-- Begin MATERIAL PROVIDED --

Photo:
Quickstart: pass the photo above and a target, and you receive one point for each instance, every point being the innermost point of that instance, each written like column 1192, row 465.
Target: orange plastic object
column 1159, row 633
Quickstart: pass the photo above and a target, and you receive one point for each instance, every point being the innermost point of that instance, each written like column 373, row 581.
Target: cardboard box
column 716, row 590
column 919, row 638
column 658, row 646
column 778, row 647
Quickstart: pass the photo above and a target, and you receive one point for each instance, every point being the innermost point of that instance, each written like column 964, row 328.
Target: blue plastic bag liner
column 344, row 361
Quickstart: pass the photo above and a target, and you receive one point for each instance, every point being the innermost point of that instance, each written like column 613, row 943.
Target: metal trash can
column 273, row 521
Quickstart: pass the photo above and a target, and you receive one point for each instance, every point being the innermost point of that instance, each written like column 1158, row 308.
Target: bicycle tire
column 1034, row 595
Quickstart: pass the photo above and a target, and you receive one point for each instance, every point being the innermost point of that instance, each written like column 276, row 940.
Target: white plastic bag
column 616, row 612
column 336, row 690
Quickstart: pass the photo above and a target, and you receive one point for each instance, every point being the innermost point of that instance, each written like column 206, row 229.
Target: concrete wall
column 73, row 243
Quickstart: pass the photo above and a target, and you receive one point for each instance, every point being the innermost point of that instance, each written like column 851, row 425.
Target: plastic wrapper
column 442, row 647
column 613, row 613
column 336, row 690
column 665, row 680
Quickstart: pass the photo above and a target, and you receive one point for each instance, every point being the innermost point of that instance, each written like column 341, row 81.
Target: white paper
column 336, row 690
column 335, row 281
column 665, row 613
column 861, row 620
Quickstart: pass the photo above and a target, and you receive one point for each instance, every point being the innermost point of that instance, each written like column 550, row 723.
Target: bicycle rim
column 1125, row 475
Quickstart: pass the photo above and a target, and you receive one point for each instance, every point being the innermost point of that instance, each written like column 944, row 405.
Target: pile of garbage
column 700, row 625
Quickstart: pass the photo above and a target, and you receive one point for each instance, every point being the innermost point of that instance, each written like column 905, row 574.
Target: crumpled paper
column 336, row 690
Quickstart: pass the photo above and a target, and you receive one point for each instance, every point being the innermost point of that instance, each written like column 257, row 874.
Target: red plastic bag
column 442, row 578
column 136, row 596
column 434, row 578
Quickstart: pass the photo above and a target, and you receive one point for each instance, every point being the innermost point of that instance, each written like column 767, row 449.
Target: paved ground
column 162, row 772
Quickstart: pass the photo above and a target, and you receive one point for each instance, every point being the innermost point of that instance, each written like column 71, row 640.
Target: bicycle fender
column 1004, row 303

-- End MATERIAL PROVIDED --

### WHAT TO DO
Reproduce the material verbatim, starting at the line containing "1158, row 308." and ending at the line containing "column 73, row 243", both lines included.

### RESPONSE TO THIS TASK
Quickstart: pass the photo above and a target, and you receive one point for each instance, every point being the innermost point of that instance, each written like column 1158, row 308.
Target: bicycle tire
column 1034, row 595
Quickstart: pass the photo above and a target, and you receive one point for each instance, every point being the innermost point of that instance, each written like column 276, row 940.
Target: white plastic bag
column 616, row 612
column 336, row 690
Quickstart: pass the photo above and a target, and you receive one point for each instance, every point being the innermost point of that instance, each written like column 206, row 229.
Target: concrete wall
column 73, row 243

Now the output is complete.